On Friday, Paakkarinen’s phone rang. He, Westerlund, and Grönqvist were in Sweden diving in a mine.

The caller was from the international diving safety organization Divers Alert Network. They asked for help.

The small community of Finnish cave divers is well known in the field. In particular, an exceptionally difficult operation carried out in Norway in the spring of 2014 is highly respected.

At that time, Paakkarinen, Grönqvist, and a group of other Finnish divers recovered the bodies of two of their fellow Finnish divers who had died in the Plura cave at a depth of 130 meters.

Norwegian authorities would have left the bodies there because they considered the mission too dangerous.

Grönqvist, Paakkarinen, and Westerlund immediately set off on Friday to drive to Stockholm. They quickly stopped by the grocery store chain ICA to buy shorts.

Grönqvist works as a rescue officer for the Helsinki City Rescue Department. He had to request leave for the trip. It was granted even though staffing at the station was at minimum strength.

On the way to the airport, they learned that there was one more victim.

Maldivian rescue divers had been sent to search for the Italians. One of them had now died.

Only one of the missing Italians had been found.

“That’s when we realized we were really needed.”

On Sunday morning, Grönqvist, Paakkarinen, and Westerlund arrived in Malé, the capital of the Maldives. Planning for the operation began immediately with the local authorities. Representatives from the Italian embassy were also present.

Paakkarinen took on the role of team leader.

By evening, they had already arrived at Vaavu Atoll in the middle of the Indian Ocean.

Four people were still missing.

The first dive was carried out on Monday. Grönqvist and Paakkarinen descended into the cave and began searching through it. Grönqvist laid guideline ropes while Paakkarinen documented everything on video. Westerlund coordinated the operation from above near the boats.

Inside the cave it was dark, and they advanced only by the light of their lamps. Nothing could be seen. Grönqvist began to fear that if the Italians had in fact made it out of the cave and drowned only afterward, the bodies might never be found.

There was enormous pressure.

“There was a huge amount of trust placed in us, and the whole world was watching. What if we don’t find anyone?”

They were almost at the far end of the cave when they noticed traces left by divers on the bottom.

Grönqvist and Paakkarinen began following them. They discovered a side tunnel branching off to the left and proceeded into it.

This tunnel headed in almost the same direction as the main passage. They continued for about fifty meters. The tunnel became narrower, rose slightly upward, and ended in a dead end.

First, around a bend, the light from their lamps reflected off a scuba tank.

That was how the victims were found — all four together in a small, dark, cramped space.

The entrance to the cave is at a depth of 55 meters. At the deepest point, Grönqvist and Paakkarinen descended to 70 meters. The bodies were found at around 60 meters.

Grönqvist estimates that the distance from where the victims were found to the cave entrance was about 150 meters.

“That’s not actually a very long distance.”

“But if you can’t see anything in the tunnel and don’t have equipment suited for that environment, then it’s a damn long distance.”

Dataset =>
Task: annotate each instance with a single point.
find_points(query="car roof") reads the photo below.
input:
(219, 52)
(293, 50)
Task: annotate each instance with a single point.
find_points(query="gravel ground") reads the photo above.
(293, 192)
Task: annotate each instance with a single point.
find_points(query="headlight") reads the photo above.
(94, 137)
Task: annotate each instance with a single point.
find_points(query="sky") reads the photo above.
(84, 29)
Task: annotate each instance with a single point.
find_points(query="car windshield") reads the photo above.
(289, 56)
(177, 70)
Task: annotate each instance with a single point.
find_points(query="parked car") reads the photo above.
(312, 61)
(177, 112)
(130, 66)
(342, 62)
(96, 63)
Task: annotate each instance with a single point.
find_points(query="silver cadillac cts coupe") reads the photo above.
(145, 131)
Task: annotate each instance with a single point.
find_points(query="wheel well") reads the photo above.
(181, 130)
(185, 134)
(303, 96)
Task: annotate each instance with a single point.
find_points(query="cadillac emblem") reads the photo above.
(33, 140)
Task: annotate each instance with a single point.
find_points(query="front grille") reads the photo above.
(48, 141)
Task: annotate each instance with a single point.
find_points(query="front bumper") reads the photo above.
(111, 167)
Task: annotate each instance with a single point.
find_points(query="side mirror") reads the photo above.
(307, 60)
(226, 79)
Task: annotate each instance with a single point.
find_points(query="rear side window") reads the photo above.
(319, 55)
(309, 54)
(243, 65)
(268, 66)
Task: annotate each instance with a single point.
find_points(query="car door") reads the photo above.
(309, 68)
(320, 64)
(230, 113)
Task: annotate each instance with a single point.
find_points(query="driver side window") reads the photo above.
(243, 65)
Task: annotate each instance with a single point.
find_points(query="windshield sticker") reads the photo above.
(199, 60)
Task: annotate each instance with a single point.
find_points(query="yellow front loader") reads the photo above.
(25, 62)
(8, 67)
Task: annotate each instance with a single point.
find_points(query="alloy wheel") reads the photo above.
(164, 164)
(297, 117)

To be done =>
Rewrite everything in the cave diving account from "Only one of" down to "were also present.", putting "Italian consulate" in place of "Italian embassy".

Solution =>
Only one of the missing Italians had been found.

“That’s when we realized we were really needed.”

On Sunday morning, Grönqvist, Paakkarinen, and Westerlund arrived in Malé, the capital of the Maldives. Planning for the operation began immediately with the local authorities. Representatives from the Italian consulate were also present.